*** Opening of Data shown ***

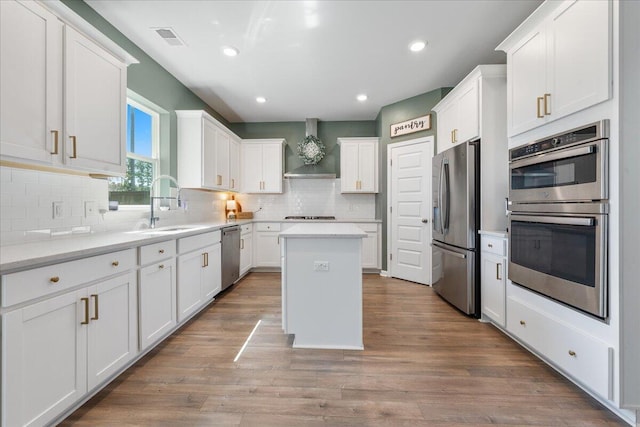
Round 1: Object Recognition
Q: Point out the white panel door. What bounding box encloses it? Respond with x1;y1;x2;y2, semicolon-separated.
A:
177;250;205;322
64;26;126;173
389;139;433;285
87;273;137;390
0;0;63;164
139;260;177;350
202;243;222;300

*** Close of Data shown ***

The reply must hold exactly the lines from the one containing "Q: Point out" to the last line of the entries, and nothing more.

Q: Point out the white panel door. What bounding box encloses it? Respond with x1;y1;x2;y2, semicolon-separated.
A:
177;250;205;322
64;26;126;173
389;139;433;285
87;273;137;390
0;0;63;164
139;260;177;350
202;243;222;300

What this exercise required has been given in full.